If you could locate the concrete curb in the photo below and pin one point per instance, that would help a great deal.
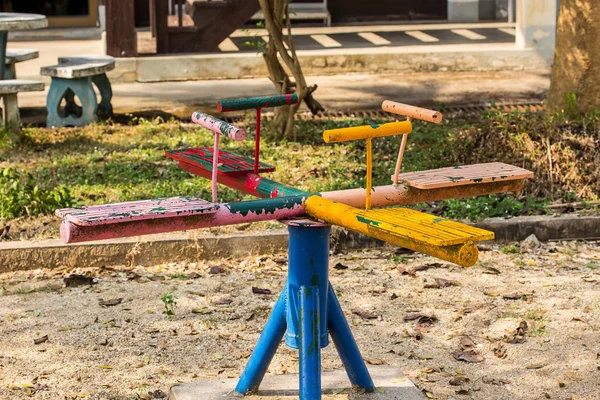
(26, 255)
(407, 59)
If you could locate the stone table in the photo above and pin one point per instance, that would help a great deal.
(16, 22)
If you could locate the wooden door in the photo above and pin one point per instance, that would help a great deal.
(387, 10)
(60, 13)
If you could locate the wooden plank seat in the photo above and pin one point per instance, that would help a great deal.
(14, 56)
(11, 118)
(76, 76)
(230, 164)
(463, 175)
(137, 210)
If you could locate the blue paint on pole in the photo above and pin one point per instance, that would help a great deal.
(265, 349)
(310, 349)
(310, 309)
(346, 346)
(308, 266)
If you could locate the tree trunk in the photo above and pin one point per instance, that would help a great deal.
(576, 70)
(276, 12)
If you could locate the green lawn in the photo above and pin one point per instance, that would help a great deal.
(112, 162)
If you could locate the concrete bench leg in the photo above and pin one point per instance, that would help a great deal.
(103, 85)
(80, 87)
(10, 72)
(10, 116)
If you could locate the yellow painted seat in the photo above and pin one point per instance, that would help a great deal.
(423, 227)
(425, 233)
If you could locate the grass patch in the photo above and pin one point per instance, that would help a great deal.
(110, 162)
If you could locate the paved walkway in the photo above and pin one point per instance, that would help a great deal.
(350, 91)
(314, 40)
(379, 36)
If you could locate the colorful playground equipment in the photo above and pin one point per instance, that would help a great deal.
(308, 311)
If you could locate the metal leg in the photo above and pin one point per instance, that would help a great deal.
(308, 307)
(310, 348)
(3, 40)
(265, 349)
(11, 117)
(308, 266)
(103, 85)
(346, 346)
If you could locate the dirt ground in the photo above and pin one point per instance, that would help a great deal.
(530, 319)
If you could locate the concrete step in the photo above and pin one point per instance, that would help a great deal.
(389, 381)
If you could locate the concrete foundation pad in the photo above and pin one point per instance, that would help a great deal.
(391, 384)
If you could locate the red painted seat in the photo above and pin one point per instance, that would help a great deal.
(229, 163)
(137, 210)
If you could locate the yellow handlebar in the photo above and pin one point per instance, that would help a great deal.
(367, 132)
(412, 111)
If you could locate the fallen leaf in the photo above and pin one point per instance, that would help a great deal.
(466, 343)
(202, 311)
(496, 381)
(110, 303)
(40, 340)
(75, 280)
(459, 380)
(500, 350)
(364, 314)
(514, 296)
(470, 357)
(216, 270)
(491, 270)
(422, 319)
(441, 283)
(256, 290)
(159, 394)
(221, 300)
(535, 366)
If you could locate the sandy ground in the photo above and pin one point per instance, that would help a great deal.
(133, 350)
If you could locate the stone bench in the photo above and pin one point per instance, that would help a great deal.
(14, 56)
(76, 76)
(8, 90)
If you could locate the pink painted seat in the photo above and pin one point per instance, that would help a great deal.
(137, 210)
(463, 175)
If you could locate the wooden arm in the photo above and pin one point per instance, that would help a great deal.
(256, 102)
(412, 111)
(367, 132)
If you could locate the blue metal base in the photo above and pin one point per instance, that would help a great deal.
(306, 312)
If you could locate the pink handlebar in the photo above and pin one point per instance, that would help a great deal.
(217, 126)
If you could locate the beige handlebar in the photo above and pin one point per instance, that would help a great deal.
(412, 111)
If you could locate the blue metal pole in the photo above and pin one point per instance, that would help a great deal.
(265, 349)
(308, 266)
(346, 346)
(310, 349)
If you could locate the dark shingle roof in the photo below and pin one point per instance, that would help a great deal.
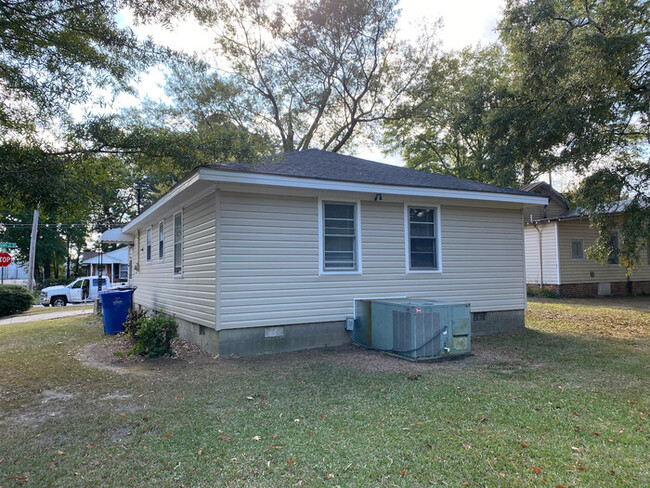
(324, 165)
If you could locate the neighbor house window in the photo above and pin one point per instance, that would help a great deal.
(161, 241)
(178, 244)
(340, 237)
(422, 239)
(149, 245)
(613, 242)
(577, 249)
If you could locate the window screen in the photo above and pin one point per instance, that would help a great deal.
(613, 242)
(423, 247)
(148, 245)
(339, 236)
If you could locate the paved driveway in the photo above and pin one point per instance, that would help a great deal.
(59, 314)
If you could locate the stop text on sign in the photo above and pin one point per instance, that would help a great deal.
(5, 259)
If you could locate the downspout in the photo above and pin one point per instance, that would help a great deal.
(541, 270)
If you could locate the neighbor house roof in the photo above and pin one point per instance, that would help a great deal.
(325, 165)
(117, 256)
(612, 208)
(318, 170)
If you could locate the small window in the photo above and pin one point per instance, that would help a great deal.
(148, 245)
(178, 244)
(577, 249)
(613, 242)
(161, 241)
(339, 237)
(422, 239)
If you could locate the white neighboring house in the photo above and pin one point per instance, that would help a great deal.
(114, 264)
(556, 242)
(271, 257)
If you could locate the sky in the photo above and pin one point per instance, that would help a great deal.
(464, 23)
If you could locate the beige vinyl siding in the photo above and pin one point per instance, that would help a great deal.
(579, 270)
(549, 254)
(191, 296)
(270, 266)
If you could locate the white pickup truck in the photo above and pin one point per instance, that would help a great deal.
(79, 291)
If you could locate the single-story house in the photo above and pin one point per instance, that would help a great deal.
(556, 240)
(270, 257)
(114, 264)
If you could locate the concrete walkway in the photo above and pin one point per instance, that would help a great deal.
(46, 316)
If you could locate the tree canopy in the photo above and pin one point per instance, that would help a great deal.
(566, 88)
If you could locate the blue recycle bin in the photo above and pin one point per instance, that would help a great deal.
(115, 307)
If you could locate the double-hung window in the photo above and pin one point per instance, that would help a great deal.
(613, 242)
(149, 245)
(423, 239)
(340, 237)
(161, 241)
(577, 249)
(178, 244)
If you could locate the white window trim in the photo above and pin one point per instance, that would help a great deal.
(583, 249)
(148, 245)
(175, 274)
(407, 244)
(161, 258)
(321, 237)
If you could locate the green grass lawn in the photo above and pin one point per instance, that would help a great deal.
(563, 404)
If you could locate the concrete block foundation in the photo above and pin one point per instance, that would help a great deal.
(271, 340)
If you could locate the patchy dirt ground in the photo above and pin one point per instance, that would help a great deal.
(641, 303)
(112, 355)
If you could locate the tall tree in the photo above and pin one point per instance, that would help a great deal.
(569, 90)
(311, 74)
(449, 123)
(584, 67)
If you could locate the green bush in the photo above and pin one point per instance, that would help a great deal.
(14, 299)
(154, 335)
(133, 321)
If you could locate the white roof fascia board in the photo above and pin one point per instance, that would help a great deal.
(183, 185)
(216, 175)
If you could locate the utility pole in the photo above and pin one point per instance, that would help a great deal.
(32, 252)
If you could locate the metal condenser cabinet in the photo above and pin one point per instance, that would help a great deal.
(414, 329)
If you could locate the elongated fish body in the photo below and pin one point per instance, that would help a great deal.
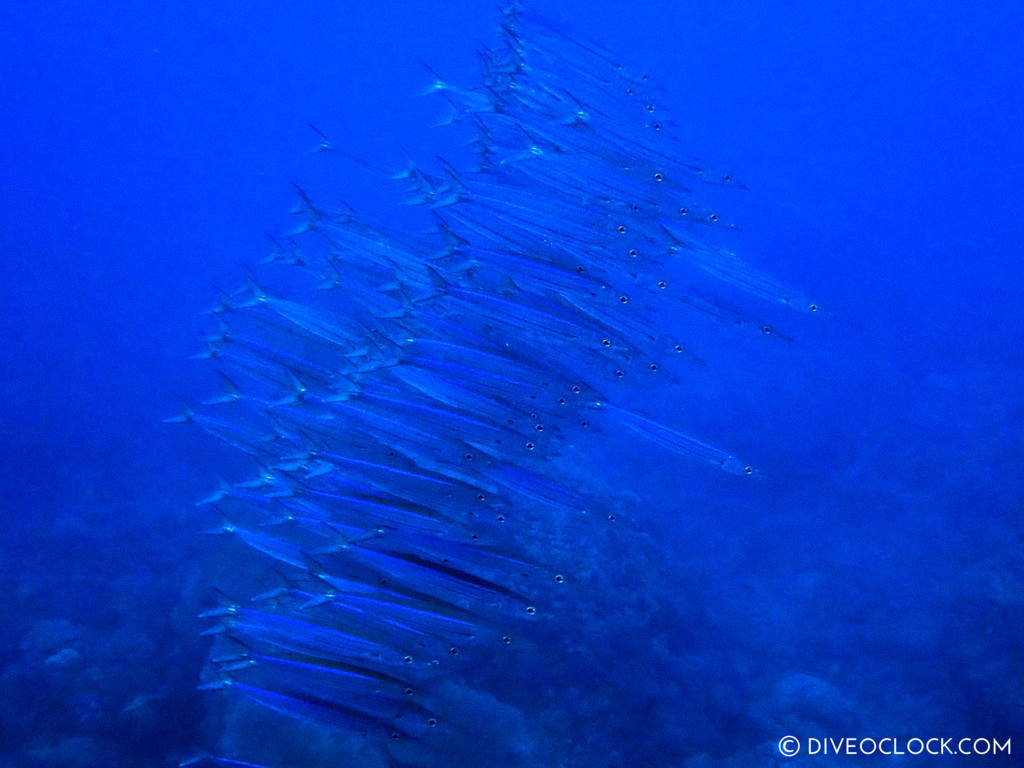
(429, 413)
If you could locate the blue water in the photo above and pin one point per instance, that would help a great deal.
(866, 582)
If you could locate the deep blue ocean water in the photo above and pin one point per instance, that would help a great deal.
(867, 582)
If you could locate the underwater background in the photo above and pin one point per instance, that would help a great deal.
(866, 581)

————

TASK TO CARRY OUT: Print each entry exactly, leaving pictures out.

TASK SOLUTION:
If you could locate the concrete curb in the photo below and pin one point per instance, that would help a great deal.
(26, 255)
(407, 59)
If you could locate the stone table in the photo above and pin one point per instance, that would help a great deal.
(16, 22)
If you could locate the wooden door in the photo above and pin one point per instance, that would help a great deal.
(387, 10)
(60, 13)
If you could locate the wooden plank seat in the photo above and pin one point per instance, that would help a great deal.
(14, 56)
(11, 118)
(76, 76)
(230, 164)
(463, 175)
(137, 210)
If you could locate the blue paint on pole in the photo above and pin one point per instance, that would help a great deal.
(265, 349)
(310, 349)
(310, 309)
(346, 346)
(308, 266)
If you could locate the tree trunk in the photo above and pin one point per instance, that would help a great deal.
(576, 70)
(276, 12)
If you could locate the green lawn in the photo above and pin one point per instance, that would help a great deal.
(112, 162)
If you could locate the concrete bench leg in the photo above and pin one point per instance, that would help a great deal.
(103, 85)
(80, 87)
(10, 72)
(10, 116)
If you could locate the yellow painted seat in the photo above and pin one point per instance, that would help a great deal.
(423, 227)
(425, 233)
If you could locate the grass patch in the photo above and pin one point per instance, that would help a great deal.
(110, 162)
If you could locate the paved walkway in the photo above and pin one point per instance, that would help a great deal.
(350, 91)
(314, 40)
(379, 36)
If you could locate the colorful playground equipment in the photo above and pin one point per instance, that would help a great deal.
(308, 311)
If you could locate the metal leg in the photo above and pin one point per instance, that would help a great deal.
(308, 307)
(310, 348)
(3, 40)
(265, 349)
(11, 117)
(308, 266)
(103, 85)
(346, 346)
If you could locate the dirt ground in the photo above and pin one point per instance, that would help a great deal.
(530, 319)
If you could locate the concrete step in the photo above and pin one point per instance, that would help a great deal.
(389, 381)
If you could locate the concrete foundation pad in the photo above and pin one point per instance, that would help a great deal.
(391, 384)
If you could locate the red painted seat in the photo above and pin one point per instance, that would help a great deal.
(229, 163)
(137, 210)
If you could locate the yellow handlebar in the photo above and pin one point per instance, that would help a great deal.
(367, 132)
(412, 111)
If you could locate the fallen leaf in the photo above and pin one point per instance, that would help a great deal.
(466, 343)
(202, 311)
(496, 381)
(110, 303)
(40, 340)
(75, 280)
(459, 380)
(500, 350)
(364, 314)
(514, 296)
(470, 357)
(216, 270)
(491, 270)
(422, 319)
(441, 283)
(256, 290)
(159, 394)
(221, 300)
(535, 366)
If you could locate the sandy ground in the photo above and pin one point per instance, that would help a great deal.
(133, 350)
If you could locate the stone bench in the photo above and pin one point per instance, that would help a great deal.
(14, 56)
(76, 76)
(8, 90)
If you could locate the pink painted seat in the photo above and pin one point per instance, that would help a great deal.
(137, 210)
(463, 175)
If you could locate the wooden arm in the photo above and pin one point per instance, that would help a great deal.
(256, 102)
(412, 111)
(367, 132)
If you could locate the blue metal base in the photo above and pin one point per instance, that would help a great deal.
(306, 312)
If you could locate the pink handlebar in the photo above and pin one point per instance, that would help a great deal.
(217, 126)
If you could locate the beige handlebar in the photo above and pin one point per instance, that would help a great deal.
(412, 111)
If you could locate the blue metal pole in the photo above and pin one point per instance, that would help a great deal.
(265, 349)
(308, 266)
(346, 346)
(310, 349)
If you could locate the dark shingle roof in the photo below and pin one point per instance, that would help a great deal.
(324, 165)
If you could locate the neighbor house window in the photo above and pin one point per instance, that would help a great deal.
(161, 241)
(178, 244)
(340, 237)
(422, 239)
(149, 245)
(613, 242)
(577, 249)
If you could locate the window screen in the photo above and pin one point per instance, that would help a great deal.
(613, 242)
(423, 247)
(148, 245)
(339, 236)
If you could locate the paved driveway in the photo above and pin one point per instance, that would help a great deal.
(59, 314)
If you could locate the stop text on sign in the photo above and pin one point per instance, that would help a great deal.
(5, 259)
If you could locate the downspout in the photo above and pin one point per instance, that would help a great deal.
(541, 270)
If you could locate the neighbor house roof in the photo above and pin one point per instance, that would help a great deal.
(325, 165)
(117, 256)
(612, 208)
(318, 170)
If you could locate the small window in the photo above and pin one point per instance, that would help a great deal.
(148, 245)
(178, 244)
(577, 249)
(613, 242)
(161, 241)
(339, 237)
(422, 239)
If you could locate the white neighboring house in the photo above and pin one point per instance, that would help a great deal.
(114, 264)
(556, 242)
(271, 257)
If you could locate the sky in the photo above and pin one point per instance, that would help a great deal.
(464, 23)
If you could locate the beige vinyl siding in the photo above and pin one point per instance, that would help a great deal.
(579, 270)
(549, 254)
(191, 296)
(270, 266)
If you could locate the white pickup truck in the photo above and pin one point per instance, that would help a great deal.
(79, 291)
If you could locate the single-story house in the photo above and pin one point per instance, that would help a great deal.
(556, 240)
(270, 257)
(114, 264)
If you could locate the concrete walkway in the photo above and pin one point per instance, that would help a great deal.
(46, 316)
If you could locate the tree canopy in the photo above and pin one point per instance, that would help a great deal.
(566, 88)
If you could locate the blue recycle bin in the photo above and pin one point per instance, that would help a great deal.
(115, 307)
If you could locate the double-hung window in the photo above and pin one point per instance, that would help a great deal.
(613, 242)
(149, 245)
(423, 239)
(340, 237)
(161, 241)
(577, 249)
(178, 244)
If you could locate the white window trim in the photo above and pin one point per instance, that would help a great deal.
(583, 249)
(148, 245)
(175, 274)
(407, 244)
(161, 258)
(321, 237)
If you could locate the green grass lawn in the photo above and pin one point per instance, that would help a great deal.
(563, 404)
If you could locate the concrete block foundation in the photo above and pin one point per instance, that would help a great deal.
(271, 340)
If you could locate the patchy dirt ground in the photo above and pin one point per instance, that would help a great deal.
(641, 303)
(112, 355)
If you could locate the tall tree in the photo above and pin one point per instance, that would help a great deal.
(569, 90)
(311, 74)
(449, 123)
(584, 67)
If you could locate the green bush in the photo above and pin one point per instance, that would help a great deal.
(14, 299)
(154, 335)
(133, 321)
If you could locate the white roof fascia board in the photo above and pin one point per instance, that would help a great deal.
(183, 185)
(216, 175)
If you could locate the utility pole in the photo above and pin one point per instance, that would help a great deal.
(32, 252)
If you could locate the metal condenser cabinet in the photo above and pin one point per instance, that would help a great deal.
(414, 329)
If you could locate the elongated fish body in the photo below and pin one point per instance, that would help a great deal.
(429, 413)
If you could locate the blue water in the photo above and pin one point per instance, that would help a great deal.
(866, 582)
If you could locate the deep blue ocean water in the photo above and pin one point per instance, that would help a great deal.
(867, 582)
If you could locate the underwater background in the photo above and pin one point per instance, that would help a great deal.
(866, 581)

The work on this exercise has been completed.